<<<<
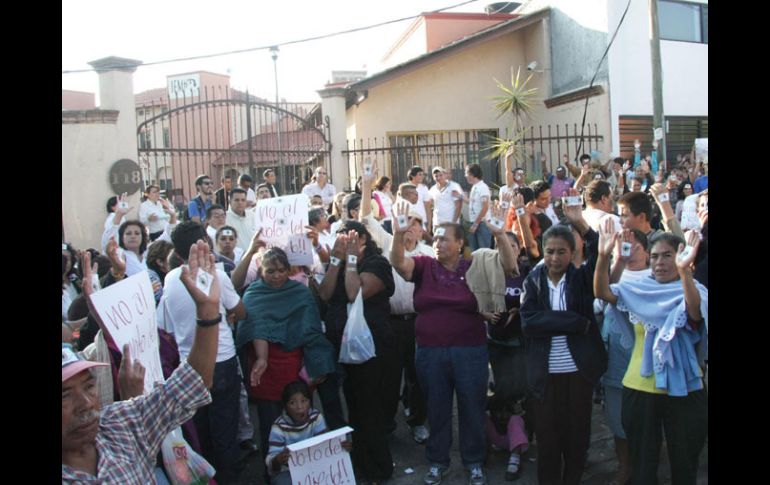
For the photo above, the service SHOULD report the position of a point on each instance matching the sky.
(157, 30)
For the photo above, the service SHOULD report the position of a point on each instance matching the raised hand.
(607, 237)
(686, 254)
(130, 376)
(401, 209)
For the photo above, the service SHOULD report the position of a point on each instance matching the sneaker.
(434, 475)
(477, 476)
(514, 467)
(420, 434)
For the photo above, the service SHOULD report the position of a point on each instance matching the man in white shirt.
(401, 308)
(241, 218)
(598, 197)
(215, 218)
(320, 186)
(245, 182)
(478, 207)
(152, 214)
(217, 423)
(416, 176)
(446, 198)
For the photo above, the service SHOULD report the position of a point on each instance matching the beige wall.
(88, 151)
(454, 93)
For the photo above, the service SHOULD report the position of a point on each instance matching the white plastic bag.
(183, 465)
(357, 342)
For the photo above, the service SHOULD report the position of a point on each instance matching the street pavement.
(410, 463)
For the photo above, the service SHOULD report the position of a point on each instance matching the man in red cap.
(120, 443)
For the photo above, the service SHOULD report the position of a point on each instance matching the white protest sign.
(282, 221)
(127, 313)
(321, 460)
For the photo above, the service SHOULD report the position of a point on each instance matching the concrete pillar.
(333, 106)
(116, 92)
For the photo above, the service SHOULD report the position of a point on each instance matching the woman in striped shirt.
(565, 353)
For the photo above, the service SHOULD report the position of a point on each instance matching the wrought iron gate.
(225, 133)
>>>>
EXERCISE AIM:
Pictures are not part of the copy; reproduce everything else in the records exactly.

RESULT:
For the photo above, the service SHOULD report the position of a point on each instance matching the sky.
(157, 30)
For the photo above, the service SHOULD report the position of a point on each instance matching the raised hand.
(607, 237)
(686, 254)
(130, 376)
(401, 209)
For the photo above, the service SHOULD report the position of a point on each instance matching the sneaker.
(434, 475)
(477, 476)
(514, 467)
(420, 434)
For the photo above, the service SHOULD report the position of a point on each instance matching the man in white shirt.
(401, 308)
(241, 218)
(598, 197)
(215, 218)
(320, 186)
(245, 182)
(478, 207)
(152, 214)
(217, 423)
(416, 176)
(446, 198)
For the photo above, the service SHOULD report the position of a point on each instance matching the beige wall.
(88, 151)
(454, 93)
For the photo above, the service SHOULD report the position of a point on each instance matching the white plastic bag.
(183, 465)
(357, 342)
For the photo above, the service SHOULD report the position of a point on each instance matching the street pavement.
(410, 463)
For the photo above, the service SHOULD report the position of a point on each instance matching the man in red cap.
(120, 443)
For the photo above, the service SHOULD report the position of a point on each instance matching the white protest sign.
(282, 221)
(127, 313)
(321, 460)
For the photo above, the service SHOULD report the position of a point on each instance matching the concrete pillar.
(333, 106)
(116, 92)
For the photo above, the service SHOULD report the position of a point on each instance matching the woman in striped shirt.
(565, 353)
For the photo above, the service SHOULD report the position of a point on each instance matching the wrought iron gate.
(225, 133)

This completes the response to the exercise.